Show each line in the entries below that contains the word "hair", copying every such line in full.

_____

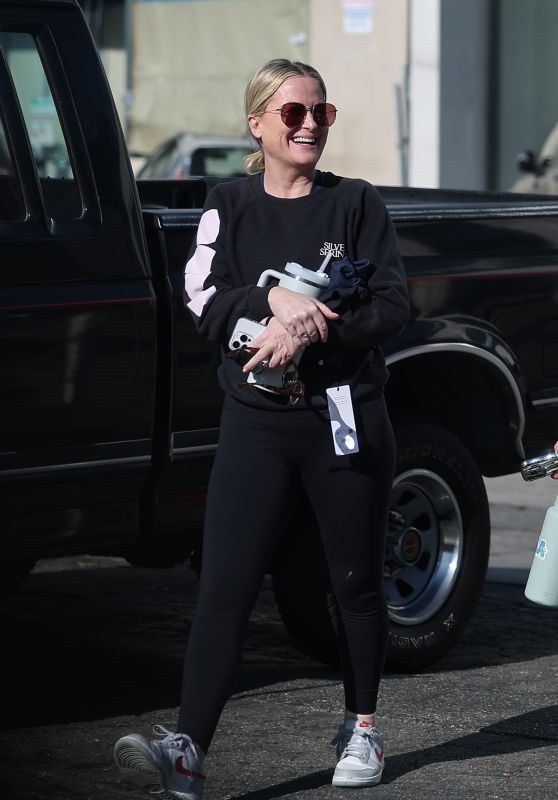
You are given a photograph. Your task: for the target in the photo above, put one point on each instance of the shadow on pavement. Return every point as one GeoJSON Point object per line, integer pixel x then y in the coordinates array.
{"type": "Point", "coordinates": [528, 731]}
{"type": "Point", "coordinates": [88, 643]}
{"type": "Point", "coordinates": [534, 729]}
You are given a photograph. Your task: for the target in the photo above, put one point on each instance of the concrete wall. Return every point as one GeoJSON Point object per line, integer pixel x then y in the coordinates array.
{"type": "Point", "coordinates": [362, 57]}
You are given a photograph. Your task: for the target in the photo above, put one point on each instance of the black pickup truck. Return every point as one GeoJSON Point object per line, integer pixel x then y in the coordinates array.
{"type": "Point", "coordinates": [109, 406]}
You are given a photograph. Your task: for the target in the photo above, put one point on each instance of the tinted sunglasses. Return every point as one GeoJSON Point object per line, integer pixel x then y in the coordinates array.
{"type": "Point", "coordinates": [294, 114]}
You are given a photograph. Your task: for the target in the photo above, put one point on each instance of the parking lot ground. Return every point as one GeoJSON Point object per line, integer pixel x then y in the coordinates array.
{"type": "Point", "coordinates": [93, 648]}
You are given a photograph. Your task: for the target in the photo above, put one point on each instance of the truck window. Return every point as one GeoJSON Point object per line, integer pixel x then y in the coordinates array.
{"type": "Point", "coordinates": [61, 194]}
{"type": "Point", "coordinates": [11, 202]}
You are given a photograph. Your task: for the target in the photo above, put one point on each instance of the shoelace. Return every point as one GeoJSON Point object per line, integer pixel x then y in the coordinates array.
{"type": "Point", "coordinates": [181, 740]}
{"type": "Point", "coordinates": [358, 742]}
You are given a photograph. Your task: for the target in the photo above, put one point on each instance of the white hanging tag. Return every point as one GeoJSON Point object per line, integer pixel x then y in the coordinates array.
{"type": "Point", "coordinates": [342, 418]}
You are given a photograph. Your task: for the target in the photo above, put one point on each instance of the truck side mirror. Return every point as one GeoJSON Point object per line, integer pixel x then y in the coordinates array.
{"type": "Point", "coordinates": [526, 161]}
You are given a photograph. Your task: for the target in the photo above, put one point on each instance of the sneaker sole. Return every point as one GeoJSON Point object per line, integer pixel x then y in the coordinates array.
{"type": "Point", "coordinates": [355, 780]}
{"type": "Point", "coordinates": [136, 763]}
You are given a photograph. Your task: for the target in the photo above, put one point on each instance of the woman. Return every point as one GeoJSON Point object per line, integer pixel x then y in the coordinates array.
{"type": "Point", "coordinates": [273, 445]}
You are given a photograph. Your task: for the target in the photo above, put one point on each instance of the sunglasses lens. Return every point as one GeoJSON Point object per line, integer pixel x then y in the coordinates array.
{"type": "Point", "coordinates": [324, 114]}
{"type": "Point", "coordinates": [293, 114]}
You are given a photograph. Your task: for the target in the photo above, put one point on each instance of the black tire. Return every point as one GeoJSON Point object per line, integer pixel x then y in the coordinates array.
{"type": "Point", "coordinates": [438, 490]}
{"type": "Point", "coordinates": [13, 573]}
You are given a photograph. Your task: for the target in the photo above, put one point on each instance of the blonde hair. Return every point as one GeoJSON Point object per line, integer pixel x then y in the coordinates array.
{"type": "Point", "coordinates": [262, 86]}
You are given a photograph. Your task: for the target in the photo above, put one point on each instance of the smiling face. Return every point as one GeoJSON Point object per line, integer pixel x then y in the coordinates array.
{"type": "Point", "coordinates": [291, 150]}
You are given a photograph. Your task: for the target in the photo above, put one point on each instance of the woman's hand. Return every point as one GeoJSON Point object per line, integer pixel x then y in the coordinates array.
{"type": "Point", "coordinates": [273, 346]}
{"type": "Point", "coordinates": [303, 318]}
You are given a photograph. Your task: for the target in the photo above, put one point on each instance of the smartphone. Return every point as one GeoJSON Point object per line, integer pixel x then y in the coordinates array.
{"type": "Point", "coordinates": [244, 331]}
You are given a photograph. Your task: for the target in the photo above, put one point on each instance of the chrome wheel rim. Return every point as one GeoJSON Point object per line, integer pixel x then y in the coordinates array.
{"type": "Point", "coordinates": [425, 501]}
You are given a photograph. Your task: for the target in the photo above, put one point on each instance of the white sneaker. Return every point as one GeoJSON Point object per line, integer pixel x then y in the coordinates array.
{"type": "Point", "coordinates": [169, 767]}
{"type": "Point", "coordinates": [360, 754]}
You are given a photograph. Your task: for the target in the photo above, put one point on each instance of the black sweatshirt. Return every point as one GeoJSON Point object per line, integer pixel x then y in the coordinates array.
{"type": "Point", "coordinates": [244, 231]}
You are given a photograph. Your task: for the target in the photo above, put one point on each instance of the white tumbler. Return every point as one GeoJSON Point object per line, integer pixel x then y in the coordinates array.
{"type": "Point", "coordinates": [542, 585]}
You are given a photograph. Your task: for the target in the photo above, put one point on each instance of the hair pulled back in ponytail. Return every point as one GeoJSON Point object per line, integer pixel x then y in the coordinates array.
{"type": "Point", "coordinates": [262, 86]}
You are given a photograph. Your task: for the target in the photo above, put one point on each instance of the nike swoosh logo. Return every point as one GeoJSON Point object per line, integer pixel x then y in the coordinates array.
{"type": "Point", "coordinates": [190, 773]}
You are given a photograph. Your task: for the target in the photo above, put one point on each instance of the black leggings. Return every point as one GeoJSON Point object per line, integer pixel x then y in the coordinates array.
{"type": "Point", "coordinates": [263, 456]}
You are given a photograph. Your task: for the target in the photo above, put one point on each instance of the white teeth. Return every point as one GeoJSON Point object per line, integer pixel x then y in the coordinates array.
{"type": "Point", "coordinates": [304, 139]}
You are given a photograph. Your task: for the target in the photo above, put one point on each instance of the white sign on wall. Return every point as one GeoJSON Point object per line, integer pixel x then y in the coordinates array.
{"type": "Point", "coordinates": [358, 16]}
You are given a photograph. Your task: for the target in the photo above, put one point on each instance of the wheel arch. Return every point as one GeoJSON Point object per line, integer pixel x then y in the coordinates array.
{"type": "Point", "coordinates": [468, 390]}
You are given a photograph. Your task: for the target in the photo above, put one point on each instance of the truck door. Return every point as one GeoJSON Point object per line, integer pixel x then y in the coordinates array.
{"type": "Point", "coordinates": [77, 306]}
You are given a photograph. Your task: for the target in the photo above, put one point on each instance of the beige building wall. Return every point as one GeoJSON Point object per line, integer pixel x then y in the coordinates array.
{"type": "Point", "coordinates": [191, 61]}
{"type": "Point", "coordinates": [361, 50]}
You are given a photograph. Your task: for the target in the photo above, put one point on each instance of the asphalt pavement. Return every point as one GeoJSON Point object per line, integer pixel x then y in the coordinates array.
{"type": "Point", "coordinates": [92, 648]}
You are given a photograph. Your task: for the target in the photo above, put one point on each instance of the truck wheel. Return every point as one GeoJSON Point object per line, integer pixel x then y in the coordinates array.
{"type": "Point", "coordinates": [436, 557]}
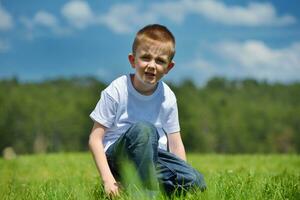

_____

→ **Output below**
You are given a photograph. Your task: for the target in the photo above, put one point on each instance of the blonde hair. Return every point as one GeoJSON Point object per line, integer pixel x then y in the coordinates array.
You are given a photograph. Your task: for the target in the photo above, put one point on each instance of the hair pulled back in ponytail. Return every point as one GeoJSON Point object per line, integer pixel x then y in the coordinates array.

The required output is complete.